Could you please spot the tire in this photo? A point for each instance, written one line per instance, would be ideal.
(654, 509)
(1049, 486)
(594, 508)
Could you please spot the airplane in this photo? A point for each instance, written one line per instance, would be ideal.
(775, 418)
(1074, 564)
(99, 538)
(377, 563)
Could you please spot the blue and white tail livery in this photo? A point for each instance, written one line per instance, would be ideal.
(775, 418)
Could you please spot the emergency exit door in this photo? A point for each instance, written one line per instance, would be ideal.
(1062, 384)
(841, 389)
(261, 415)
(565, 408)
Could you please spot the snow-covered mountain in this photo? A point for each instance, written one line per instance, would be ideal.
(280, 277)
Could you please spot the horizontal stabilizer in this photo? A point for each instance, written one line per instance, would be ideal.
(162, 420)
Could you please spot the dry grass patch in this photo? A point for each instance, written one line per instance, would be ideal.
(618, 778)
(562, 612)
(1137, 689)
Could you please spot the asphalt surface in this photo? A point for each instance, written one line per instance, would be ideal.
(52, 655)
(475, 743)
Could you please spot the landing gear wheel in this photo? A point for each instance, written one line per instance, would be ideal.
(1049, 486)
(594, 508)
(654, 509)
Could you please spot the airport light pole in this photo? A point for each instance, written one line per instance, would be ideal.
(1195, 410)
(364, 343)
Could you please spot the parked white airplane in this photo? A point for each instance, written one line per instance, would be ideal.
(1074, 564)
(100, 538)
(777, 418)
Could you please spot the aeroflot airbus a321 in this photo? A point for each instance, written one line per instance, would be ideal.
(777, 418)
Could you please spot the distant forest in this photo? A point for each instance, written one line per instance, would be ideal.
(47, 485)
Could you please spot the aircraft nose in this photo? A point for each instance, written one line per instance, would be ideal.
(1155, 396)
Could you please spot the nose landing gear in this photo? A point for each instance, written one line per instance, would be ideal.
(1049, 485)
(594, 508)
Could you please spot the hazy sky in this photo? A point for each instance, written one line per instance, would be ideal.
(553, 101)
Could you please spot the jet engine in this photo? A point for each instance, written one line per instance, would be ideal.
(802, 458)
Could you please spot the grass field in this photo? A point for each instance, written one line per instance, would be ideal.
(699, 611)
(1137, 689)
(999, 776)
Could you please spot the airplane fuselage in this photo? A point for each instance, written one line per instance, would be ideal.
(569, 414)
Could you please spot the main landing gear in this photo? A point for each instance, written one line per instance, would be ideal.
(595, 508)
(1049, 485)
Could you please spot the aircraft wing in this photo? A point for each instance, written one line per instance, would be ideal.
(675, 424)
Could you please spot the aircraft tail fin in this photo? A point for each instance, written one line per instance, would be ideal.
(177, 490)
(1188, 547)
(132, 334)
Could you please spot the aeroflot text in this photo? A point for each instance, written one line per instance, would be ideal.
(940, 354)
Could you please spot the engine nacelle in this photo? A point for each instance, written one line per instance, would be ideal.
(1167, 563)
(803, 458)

WHAT THE EXERCISE ASKS:
In the stretch from the line containing "Could you please spot the jet" through the end of the records, rename "grass field" as "open meadow" and give those lines again with all else unchanged.

SOLVED EXERCISE:
Could you please spot the jet engine in this photo? A point for each instance, written one line per instance, would be ideal.
(802, 458)
Could you please spot the open meadow in this photo? A point for each instance, written one line per instance, would be ideal.
(699, 611)
(1137, 689)
(999, 776)
Could you please spot the airplane fuselage in this photo? A point for each instance, written one line per instance, would be ideal.
(569, 414)
Could you please spot the main landing gear in this photo? A point for each instance, written one line per instance, would be ideal.
(595, 508)
(1049, 485)
Could you please spot the aircraft wing in this photo? A point for each instance, written one line per instance, would be ideal.
(675, 424)
Could you please spot the aircraft tail fin in this photo? A point for each instance, written one line per instance, would be ideal.
(177, 490)
(1188, 547)
(132, 334)
Could you please spot the aeroflot text in this photo? A point for each instance, written one line per instance, would be ideal.
(940, 354)
Could you please spot the engine nacelle in this photo? A point for each instance, written one line per instance, would be ideal.
(1167, 563)
(803, 458)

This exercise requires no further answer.